= What you will do =
Update the records below so that every "indicate one pin on" becomes "place one point on", with all else left unchanged. Leave the pictures out of your answer.

————————

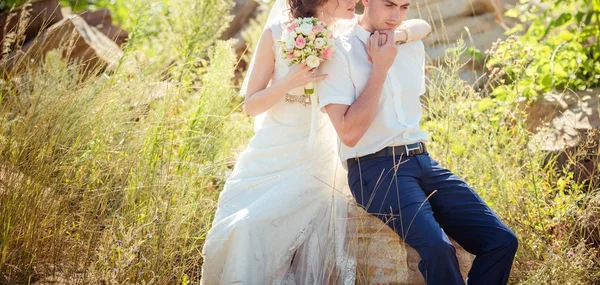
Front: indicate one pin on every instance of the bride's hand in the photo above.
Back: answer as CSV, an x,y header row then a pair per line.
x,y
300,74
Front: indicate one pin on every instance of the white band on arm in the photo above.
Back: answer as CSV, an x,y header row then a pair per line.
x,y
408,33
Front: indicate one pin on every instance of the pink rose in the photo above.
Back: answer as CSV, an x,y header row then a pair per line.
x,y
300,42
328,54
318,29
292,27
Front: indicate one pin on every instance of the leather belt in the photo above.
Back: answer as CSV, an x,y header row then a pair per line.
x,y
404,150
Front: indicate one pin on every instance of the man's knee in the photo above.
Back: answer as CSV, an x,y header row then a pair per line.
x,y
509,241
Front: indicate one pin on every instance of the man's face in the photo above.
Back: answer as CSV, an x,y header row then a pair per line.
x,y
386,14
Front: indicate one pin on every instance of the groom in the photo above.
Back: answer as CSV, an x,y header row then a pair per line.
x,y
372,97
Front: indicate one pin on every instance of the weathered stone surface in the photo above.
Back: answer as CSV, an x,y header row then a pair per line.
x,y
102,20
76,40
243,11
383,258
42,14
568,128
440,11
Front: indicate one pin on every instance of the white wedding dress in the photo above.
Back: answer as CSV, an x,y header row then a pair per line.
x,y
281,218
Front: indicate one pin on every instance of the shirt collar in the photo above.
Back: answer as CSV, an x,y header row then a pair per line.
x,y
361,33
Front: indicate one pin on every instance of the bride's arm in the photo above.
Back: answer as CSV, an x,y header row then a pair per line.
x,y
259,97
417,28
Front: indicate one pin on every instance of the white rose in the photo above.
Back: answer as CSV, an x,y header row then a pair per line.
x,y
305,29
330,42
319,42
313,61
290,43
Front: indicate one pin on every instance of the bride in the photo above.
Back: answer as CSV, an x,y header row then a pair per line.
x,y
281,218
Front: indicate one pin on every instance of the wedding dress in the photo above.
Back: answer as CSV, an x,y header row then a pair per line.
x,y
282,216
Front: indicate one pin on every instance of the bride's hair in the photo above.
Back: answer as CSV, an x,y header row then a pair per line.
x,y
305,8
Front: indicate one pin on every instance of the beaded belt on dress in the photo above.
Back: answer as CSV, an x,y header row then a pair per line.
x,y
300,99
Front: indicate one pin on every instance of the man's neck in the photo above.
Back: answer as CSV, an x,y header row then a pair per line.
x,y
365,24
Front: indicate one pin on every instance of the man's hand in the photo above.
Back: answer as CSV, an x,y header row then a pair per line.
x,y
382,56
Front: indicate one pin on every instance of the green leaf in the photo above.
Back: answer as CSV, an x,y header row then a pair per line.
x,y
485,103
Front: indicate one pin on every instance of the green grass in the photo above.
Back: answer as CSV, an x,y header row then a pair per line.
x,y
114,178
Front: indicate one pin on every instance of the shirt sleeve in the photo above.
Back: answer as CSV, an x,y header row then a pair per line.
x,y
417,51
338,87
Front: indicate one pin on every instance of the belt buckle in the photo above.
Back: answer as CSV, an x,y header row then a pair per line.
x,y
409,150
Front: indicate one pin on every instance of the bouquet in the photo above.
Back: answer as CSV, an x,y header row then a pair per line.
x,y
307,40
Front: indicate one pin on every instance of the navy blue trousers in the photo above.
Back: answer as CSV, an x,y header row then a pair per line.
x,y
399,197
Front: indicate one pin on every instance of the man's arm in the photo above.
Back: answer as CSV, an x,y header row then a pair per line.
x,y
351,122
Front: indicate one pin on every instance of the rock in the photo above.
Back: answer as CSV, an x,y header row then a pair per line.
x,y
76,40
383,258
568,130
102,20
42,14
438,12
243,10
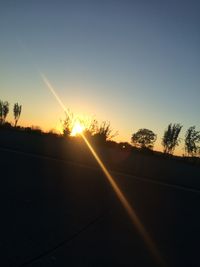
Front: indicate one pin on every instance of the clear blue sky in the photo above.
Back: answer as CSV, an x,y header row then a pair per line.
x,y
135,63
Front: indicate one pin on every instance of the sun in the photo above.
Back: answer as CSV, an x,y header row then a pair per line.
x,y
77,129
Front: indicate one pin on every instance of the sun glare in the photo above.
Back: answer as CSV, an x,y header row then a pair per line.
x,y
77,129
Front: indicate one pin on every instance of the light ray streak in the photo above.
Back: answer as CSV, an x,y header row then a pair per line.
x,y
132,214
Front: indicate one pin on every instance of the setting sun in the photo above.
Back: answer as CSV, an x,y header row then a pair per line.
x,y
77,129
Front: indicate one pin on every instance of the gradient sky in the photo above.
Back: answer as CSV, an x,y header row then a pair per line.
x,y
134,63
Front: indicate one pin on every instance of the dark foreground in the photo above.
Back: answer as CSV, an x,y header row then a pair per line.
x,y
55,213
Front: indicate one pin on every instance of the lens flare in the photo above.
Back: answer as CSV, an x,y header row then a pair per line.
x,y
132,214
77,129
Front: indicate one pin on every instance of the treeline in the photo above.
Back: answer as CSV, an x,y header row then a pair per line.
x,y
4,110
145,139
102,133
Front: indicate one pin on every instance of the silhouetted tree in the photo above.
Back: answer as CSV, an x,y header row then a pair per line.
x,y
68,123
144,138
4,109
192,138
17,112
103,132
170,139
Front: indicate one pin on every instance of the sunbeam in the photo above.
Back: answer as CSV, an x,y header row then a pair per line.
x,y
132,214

————————

= Problem solution =
Front: place one point on every instance of the bride's hand in the photo above.
Back: answer as CSV, an x,y header row then a pair per line.
x,y
300,74
Front: place one point on every instance of the white band on arm in the photo above.
Back: answer as CSV, an x,y header row then a pair per line.
x,y
408,33
Front: place one point on every instance of the pink rose in the photo above.
Back: answer as CSV, an x,y header row then a pair per line.
x,y
300,42
328,54
318,29
292,27
Front: place one point on every instance of the leather belt in the photo above.
Back: answer as CSV, an x,y header row then a pair per line.
x,y
404,150
Front: place one point on every instance of the man's knee in the photo above.
Back: answer as CSV, an x,y header row then a pair per line.
x,y
509,241
Front: place one point on every instance of the man's face in the photo above.
Back: answer as CSV, an x,y header row then a pair per line.
x,y
386,14
Front: place one point on every instance of the groom in the photo above.
Back: answer as CSV, an x,y header row then a pair per line.
x,y
372,97
Front: place one point on every instance of the weathered stone surface in the photo above.
Back: answer as CSV, an x,y header row then a pair per line.
x,y
102,20
76,40
243,11
383,258
42,14
568,128
440,11
Front: place one point on every instance of the white wedding dress in the photo above.
Back: answer as CSV, an x,y header row then a pair per line.
x,y
281,218
Front: place one point on every instance of the shirt collar in the photo above.
Back: answer as CSV, an x,y header row then a pair per line.
x,y
361,33
Front: place one point on every instance of the bride's arm in the photo above.
Back: answer as CSV, an x,y header row then a pair per line.
x,y
259,97
417,28
Front: place one point on every instance of the white rose in the photo above.
Back: answer as CSV, an x,y header row then a pair per line.
x,y
305,29
330,42
319,42
313,61
290,43
Front: place one point on every instance of the bride in the photo above.
Back: answer as CSV, an x,y header row then a pair per line.
x,y
281,218
Front: place one point on every instance of the wedding dress in the photo above.
Back: answer as CSV, an x,y header row then a pair per line.
x,y
282,216
Front: place one point on every instance of the bride's hair in the photo above.
Back: answer as CSV, an x,y header row then a pair per line.
x,y
305,8
Front: place one point on every instance of the beaded belt on dress in the photo above.
Back: answer as CSV, an x,y header row then a pair per line.
x,y
300,99
Front: place one point on every instance of the man's neck in the photo above.
Back: answer as CSV, an x,y header row then a pair per line.
x,y
365,24
Front: place one point on every instance of the man's hand in the photo above.
Back: answer as CSV, an x,y header row then a pair per line.
x,y
382,56
Front: place one point on every instance of the green leaf in the photo above.
Back: answer as CSV, an x,y header row then a pair per line.
x,y
485,103
Front: place one point on every instance of the green grass in the photo above.
Back: answer as CSV, an x,y header row then a pair per line.
x,y
114,178
Front: place one point on every instance of the shirt sleeve in the photo above.
Back: answer as CSV, an x,y header row then a pair per line.
x,y
417,51
338,87
Front: place one point on every instance of the belt buckle in the photo above.
Back: answer as CSV, an x,y header row then a pair per line.
x,y
409,150
Front: place one point on every instance of the bouquet in the photo above.
Back: answer as CSV, an x,y header row then a pair per line.
x,y
307,40
Front: place one point on every instance of the navy blue trousers in the photo above.
Back: answer as CSV, an x,y header row then a pair per line.
x,y
399,197
Front: place one point on every instance of the man's arm in the photo above.
Back: answer as CSV, an x,y header row then a pair per line.
x,y
351,122
Front: place one point on every instance of the rock in the photo above.
Back: answer as CSV, an x,y header row then a pair per line.
x,y
76,40
383,258
568,130
102,20
42,14
438,12
243,10
Front: place one point on every instance of the clear blue sky in the photo above.
Back: answer as CSV, an x,y header row then a pair per line.
x,y
135,63
Front: place one point on every instance of the sun in the photo above.
Back: answer as CSV, an x,y header row then a pair per line.
x,y
77,129
Front: place one point on every instance of the sun glare in the photo above.
Back: answer as CSV, an x,y header row then a pair per line.
x,y
77,129
Front: place one point on every instance of the light ray streak in the photo above.
Back: answer as CSV, an x,y header row then a pair per line.
x,y
132,214
Front: place one point on every instance of the setting sun in the photo above.
Back: answer as CSV, an x,y header row then a pair per line.
x,y
77,129
Front: place one point on every instance of the gradient sky in the photo above.
Back: answer as CSV, an x,y header row then a pair per line.
x,y
134,63
Front: place one point on every instance of the dark foreground in the photo above.
Back: answer as CSV, an x,y header row then a pair per line.
x,y
55,213
Front: place one point on every instance of the lens flare in the photo above.
Back: answer as CSV, an x,y header row then a pair per line.
x,y
132,214
77,129
Front: place one point on every instance of the treeline in the photo above.
Back: answer as CSV, an x,y header row then a pair per line.
x,y
4,110
145,139
102,133
Front: place one point on every instance of the silhouetted tree in the photo above.
Back: answer as CSV, an x,y header row then a pair per line.
x,y
68,123
144,138
4,109
192,138
17,112
103,132
170,139
Front: place one point on every instance of the sunbeam in the photo above.
Back: answer as CSV, an x,y header row then a pair per line.
x,y
132,214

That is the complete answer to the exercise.